* **Work item**:
Nothing left out, nothing added: return the full set of records.

START Data extract

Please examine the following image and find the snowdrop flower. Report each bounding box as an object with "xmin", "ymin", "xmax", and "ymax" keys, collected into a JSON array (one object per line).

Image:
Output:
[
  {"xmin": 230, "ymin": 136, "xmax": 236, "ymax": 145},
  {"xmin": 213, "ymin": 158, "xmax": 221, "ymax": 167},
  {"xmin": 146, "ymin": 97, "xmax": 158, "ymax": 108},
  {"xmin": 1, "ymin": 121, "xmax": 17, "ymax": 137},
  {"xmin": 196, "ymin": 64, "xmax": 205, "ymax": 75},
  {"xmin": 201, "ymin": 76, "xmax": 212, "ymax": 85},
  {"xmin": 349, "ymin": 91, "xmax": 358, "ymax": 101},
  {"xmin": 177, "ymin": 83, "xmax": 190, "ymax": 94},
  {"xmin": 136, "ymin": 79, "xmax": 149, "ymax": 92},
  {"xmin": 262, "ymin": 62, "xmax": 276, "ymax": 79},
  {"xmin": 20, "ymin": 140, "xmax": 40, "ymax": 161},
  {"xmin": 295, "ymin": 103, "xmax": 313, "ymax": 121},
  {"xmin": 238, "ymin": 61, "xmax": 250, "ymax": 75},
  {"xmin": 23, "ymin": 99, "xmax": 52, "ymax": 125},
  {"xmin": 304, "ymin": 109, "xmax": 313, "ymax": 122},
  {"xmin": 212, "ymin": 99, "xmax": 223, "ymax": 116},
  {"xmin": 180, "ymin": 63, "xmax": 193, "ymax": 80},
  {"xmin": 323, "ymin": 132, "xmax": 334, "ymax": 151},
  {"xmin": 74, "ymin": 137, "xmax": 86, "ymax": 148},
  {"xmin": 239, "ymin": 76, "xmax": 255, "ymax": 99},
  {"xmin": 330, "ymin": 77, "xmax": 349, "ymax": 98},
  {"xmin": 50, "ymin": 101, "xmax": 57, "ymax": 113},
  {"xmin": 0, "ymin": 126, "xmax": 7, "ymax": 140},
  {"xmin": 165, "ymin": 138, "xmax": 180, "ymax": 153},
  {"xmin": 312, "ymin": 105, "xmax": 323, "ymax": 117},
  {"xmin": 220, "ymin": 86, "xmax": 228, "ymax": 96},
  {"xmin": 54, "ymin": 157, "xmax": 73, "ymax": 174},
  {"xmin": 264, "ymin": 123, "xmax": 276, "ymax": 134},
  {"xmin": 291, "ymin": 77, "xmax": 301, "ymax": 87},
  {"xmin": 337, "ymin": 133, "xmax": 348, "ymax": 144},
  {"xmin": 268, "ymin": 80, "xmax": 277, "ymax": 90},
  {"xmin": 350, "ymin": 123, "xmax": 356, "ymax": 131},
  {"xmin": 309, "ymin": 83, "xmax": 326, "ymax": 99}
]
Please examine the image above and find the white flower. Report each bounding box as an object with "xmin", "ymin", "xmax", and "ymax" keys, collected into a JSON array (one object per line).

END Data extract

* **Completed task**:
Please examine the following image and find the snowdrop flower. Report each bounding box as an object with "xmin", "ymin", "xmax", and "ymax" keys, collected into a JSON array (one object per line).

Image:
Output:
[
  {"xmin": 230, "ymin": 136, "xmax": 236, "ymax": 145},
  {"xmin": 213, "ymin": 158, "xmax": 221, "ymax": 167},
  {"xmin": 146, "ymin": 97, "xmax": 158, "ymax": 108},
  {"xmin": 1, "ymin": 121, "xmax": 17, "ymax": 137},
  {"xmin": 196, "ymin": 64, "xmax": 205, "ymax": 75},
  {"xmin": 201, "ymin": 76, "xmax": 212, "ymax": 85},
  {"xmin": 349, "ymin": 91, "xmax": 358, "ymax": 101},
  {"xmin": 177, "ymin": 83, "xmax": 190, "ymax": 94},
  {"xmin": 136, "ymin": 79, "xmax": 149, "ymax": 92},
  {"xmin": 262, "ymin": 62, "xmax": 276, "ymax": 79},
  {"xmin": 20, "ymin": 140, "xmax": 40, "ymax": 161},
  {"xmin": 295, "ymin": 103, "xmax": 313, "ymax": 121},
  {"xmin": 238, "ymin": 61, "xmax": 250, "ymax": 75},
  {"xmin": 23, "ymin": 99, "xmax": 52, "ymax": 125},
  {"xmin": 304, "ymin": 109, "xmax": 313, "ymax": 122},
  {"xmin": 212, "ymin": 99, "xmax": 223, "ymax": 116},
  {"xmin": 180, "ymin": 63, "xmax": 193, "ymax": 80},
  {"xmin": 323, "ymin": 132, "xmax": 334, "ymax": 151},
  {"xmin": 74, "ymin": 137, "xmax": 86, "ymax": 148},
  {"xmin": 239, "ymin": 76, "xmax": 255, "ymax": 99},
  {"xmin": 330, "ymin": 77, "xmax": 349, "ymax": 98},
  {"xmin": 50, "ymin": 101, "xmax": 57, "ymax": 113},
  {"xmin": 0, "ymin": 126, "xmax": 7, "ymax": 140},
  {"xmin": 165, "ymin": 138, "xmax": 180, "ymax": 153},
  {"xmin": 312, "ymin": 105, "xmax": 323, "ymax": 117},
  {"xmin": 220, "ymin": 86, "xmax": 228, "ymax": 96},
  {"xmin": 54, "ymin": 157, "xmax": 73, "ymax": 174},
  {"xmin": 264, "ymin": 123, "xmax": 276, "ymax": 134},
  {"xmin": 291, "ymin": 77, "xmax": 301, "ymax": 87},
  {"xmin": 337, "ymin": 133, "xmax": 348, "ymax": 144},
  {"xmin": 268, "ymin": 80, "xmax": 277, "ymax": 90},
  {"xmin": 350, "ymin": 123, "xmax": 356, "ymax": 131},
  {"xmin": 309, "ymin": 83, "xmax": 326, "ymax": 99}
]
Please examine the image above and find the white flower. Report each bounding box as an object with "xmin", "ymin", "xmax", and "ymax" keys, collected into a JSON array (one object per line).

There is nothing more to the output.